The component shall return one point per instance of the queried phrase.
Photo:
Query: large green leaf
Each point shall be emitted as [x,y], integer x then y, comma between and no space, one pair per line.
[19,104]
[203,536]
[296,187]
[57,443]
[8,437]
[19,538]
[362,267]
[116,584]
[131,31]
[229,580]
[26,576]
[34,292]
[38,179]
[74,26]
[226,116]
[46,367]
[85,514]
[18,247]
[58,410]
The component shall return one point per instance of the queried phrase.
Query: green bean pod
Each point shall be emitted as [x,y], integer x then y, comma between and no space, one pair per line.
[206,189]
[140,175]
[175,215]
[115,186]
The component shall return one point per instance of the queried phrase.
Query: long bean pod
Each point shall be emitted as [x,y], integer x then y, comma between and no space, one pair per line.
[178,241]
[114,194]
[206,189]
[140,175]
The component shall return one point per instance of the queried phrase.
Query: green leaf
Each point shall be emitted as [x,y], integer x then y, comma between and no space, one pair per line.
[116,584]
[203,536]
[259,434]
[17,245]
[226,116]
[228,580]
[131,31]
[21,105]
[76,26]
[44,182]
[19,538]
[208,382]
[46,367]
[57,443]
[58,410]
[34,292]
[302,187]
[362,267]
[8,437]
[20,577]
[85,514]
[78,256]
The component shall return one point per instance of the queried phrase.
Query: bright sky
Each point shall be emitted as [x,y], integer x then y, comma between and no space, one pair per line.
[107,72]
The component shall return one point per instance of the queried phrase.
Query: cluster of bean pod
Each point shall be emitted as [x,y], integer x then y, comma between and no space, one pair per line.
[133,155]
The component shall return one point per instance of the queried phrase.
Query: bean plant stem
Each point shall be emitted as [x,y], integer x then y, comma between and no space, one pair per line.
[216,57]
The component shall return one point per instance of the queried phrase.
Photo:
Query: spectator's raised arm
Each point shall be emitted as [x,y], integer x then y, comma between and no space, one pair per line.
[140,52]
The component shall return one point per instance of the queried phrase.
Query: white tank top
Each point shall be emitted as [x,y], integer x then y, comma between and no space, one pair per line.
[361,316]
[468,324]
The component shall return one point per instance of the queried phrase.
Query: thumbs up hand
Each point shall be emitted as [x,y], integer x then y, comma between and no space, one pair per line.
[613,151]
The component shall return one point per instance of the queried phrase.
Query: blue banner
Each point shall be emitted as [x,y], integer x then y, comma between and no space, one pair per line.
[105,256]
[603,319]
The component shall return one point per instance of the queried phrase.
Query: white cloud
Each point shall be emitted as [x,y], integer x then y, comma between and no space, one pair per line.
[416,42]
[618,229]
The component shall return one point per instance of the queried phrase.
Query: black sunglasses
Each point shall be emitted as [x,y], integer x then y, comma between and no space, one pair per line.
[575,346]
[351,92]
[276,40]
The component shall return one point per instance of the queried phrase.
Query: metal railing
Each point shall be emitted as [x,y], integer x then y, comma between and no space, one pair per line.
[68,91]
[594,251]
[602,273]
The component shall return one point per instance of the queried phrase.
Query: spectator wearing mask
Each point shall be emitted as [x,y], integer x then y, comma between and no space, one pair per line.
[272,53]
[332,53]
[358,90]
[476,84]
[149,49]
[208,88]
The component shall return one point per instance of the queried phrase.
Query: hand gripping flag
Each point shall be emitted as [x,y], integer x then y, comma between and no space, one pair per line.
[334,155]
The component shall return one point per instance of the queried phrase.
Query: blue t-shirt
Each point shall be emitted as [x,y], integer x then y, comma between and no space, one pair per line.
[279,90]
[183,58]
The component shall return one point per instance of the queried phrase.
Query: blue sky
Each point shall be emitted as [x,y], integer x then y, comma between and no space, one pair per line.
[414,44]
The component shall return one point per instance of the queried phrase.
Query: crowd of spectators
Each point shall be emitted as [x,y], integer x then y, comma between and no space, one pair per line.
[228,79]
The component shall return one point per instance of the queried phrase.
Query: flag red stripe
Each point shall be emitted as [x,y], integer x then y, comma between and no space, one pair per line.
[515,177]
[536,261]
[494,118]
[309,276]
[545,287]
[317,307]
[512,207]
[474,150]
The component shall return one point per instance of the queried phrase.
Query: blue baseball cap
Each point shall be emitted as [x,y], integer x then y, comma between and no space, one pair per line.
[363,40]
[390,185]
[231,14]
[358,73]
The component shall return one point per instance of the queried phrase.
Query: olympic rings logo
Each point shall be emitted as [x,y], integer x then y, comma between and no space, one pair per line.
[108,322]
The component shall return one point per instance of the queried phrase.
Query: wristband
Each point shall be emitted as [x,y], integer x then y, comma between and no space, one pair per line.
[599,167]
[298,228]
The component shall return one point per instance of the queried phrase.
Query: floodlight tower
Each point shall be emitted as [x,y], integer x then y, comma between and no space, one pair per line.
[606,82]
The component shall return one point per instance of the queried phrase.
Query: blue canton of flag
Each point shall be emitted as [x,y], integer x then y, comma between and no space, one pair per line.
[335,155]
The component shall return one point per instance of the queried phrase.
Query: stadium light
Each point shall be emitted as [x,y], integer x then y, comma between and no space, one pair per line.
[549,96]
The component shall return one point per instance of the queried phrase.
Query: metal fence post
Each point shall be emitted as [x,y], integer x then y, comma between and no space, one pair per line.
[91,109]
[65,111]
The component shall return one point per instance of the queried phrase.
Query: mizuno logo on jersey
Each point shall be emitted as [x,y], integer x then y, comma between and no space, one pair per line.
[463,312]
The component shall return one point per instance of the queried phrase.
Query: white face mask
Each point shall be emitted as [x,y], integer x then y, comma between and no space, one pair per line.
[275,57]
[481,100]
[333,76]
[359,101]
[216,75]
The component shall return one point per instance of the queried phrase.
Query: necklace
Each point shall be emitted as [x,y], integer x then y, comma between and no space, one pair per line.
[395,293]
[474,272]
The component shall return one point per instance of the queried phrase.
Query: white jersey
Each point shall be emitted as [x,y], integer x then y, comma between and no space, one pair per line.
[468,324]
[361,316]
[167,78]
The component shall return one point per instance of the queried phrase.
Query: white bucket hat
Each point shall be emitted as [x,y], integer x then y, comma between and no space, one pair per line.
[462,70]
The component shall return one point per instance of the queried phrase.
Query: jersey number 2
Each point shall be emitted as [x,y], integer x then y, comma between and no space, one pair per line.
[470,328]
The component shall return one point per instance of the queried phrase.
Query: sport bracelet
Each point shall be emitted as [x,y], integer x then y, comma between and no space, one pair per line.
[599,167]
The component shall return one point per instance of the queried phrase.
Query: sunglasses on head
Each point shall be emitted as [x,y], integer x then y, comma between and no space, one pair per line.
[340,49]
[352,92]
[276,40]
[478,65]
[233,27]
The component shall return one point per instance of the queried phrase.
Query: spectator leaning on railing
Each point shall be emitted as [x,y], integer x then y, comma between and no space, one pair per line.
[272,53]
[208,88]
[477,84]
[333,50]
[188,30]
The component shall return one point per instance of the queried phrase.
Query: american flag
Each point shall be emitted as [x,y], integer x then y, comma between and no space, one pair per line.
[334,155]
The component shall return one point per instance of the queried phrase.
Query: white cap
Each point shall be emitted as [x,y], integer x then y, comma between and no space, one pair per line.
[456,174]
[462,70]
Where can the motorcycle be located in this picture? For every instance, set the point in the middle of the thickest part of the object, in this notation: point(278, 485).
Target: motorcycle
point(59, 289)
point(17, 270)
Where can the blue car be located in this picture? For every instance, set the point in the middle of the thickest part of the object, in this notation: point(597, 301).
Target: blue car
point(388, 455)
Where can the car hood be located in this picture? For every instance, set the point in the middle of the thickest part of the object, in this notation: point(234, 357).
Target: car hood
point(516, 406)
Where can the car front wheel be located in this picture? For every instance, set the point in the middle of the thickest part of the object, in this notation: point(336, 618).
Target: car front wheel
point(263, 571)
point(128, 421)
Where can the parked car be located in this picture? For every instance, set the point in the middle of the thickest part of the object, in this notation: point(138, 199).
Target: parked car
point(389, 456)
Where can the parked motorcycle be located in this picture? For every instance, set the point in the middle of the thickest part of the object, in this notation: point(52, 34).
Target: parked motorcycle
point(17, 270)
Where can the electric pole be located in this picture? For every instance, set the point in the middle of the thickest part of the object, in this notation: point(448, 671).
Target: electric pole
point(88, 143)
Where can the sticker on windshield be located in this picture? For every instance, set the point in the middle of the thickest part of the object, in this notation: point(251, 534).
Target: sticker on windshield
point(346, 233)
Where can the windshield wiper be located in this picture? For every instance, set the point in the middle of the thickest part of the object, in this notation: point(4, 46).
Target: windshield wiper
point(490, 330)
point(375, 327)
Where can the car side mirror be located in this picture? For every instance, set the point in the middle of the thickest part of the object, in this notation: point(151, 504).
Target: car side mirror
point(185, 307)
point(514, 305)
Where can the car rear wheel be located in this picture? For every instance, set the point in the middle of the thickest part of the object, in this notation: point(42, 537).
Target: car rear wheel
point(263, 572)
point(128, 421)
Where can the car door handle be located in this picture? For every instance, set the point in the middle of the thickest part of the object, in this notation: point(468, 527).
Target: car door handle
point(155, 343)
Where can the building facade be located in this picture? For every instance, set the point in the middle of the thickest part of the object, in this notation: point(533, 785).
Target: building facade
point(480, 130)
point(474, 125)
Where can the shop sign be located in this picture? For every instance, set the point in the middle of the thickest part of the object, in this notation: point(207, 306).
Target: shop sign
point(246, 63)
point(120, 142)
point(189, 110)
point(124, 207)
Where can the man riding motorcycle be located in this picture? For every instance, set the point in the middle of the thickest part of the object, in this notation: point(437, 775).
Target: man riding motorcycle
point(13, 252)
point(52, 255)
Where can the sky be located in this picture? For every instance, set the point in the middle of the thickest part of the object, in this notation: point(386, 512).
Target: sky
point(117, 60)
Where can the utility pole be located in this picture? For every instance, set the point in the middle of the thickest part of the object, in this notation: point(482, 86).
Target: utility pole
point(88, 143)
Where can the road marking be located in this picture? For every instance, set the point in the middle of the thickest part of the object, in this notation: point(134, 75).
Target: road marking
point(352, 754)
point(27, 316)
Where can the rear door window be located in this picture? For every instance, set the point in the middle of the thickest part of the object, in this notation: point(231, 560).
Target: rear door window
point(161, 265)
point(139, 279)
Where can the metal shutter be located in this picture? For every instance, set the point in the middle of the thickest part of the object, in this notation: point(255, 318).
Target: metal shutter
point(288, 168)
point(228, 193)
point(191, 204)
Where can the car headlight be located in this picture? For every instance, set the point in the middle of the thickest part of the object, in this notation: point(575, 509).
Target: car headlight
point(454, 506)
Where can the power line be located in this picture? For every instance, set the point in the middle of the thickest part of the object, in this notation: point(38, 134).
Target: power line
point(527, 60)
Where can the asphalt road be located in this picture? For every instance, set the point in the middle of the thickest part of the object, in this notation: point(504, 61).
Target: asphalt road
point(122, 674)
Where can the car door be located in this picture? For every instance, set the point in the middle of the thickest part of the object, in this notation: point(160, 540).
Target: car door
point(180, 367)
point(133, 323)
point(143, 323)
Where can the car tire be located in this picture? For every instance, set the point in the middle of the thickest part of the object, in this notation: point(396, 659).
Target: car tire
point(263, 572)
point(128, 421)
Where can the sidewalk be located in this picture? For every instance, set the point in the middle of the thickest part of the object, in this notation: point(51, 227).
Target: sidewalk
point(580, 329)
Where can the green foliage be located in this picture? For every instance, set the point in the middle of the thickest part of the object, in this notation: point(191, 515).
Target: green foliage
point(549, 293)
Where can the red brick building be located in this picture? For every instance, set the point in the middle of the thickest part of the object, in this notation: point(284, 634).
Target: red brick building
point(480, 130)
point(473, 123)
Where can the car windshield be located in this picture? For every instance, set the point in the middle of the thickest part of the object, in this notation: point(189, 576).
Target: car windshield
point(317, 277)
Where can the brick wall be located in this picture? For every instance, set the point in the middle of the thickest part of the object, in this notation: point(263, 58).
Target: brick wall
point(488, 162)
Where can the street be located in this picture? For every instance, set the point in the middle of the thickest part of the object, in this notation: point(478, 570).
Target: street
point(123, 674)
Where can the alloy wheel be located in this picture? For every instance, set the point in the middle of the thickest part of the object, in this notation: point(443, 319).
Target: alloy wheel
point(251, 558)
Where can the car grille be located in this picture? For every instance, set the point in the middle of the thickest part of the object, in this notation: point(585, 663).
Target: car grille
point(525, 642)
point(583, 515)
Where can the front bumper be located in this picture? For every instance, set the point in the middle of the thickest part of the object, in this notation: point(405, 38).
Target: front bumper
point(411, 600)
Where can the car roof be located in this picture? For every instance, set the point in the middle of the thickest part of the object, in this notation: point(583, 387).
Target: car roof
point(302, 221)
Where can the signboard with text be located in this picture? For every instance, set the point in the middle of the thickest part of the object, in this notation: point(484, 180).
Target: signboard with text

■ ■ ■ ■ ■ ■ ■

All lines in the entries above that include "leaf" should be found and copied.

Query: large green leaf
Query: green leaf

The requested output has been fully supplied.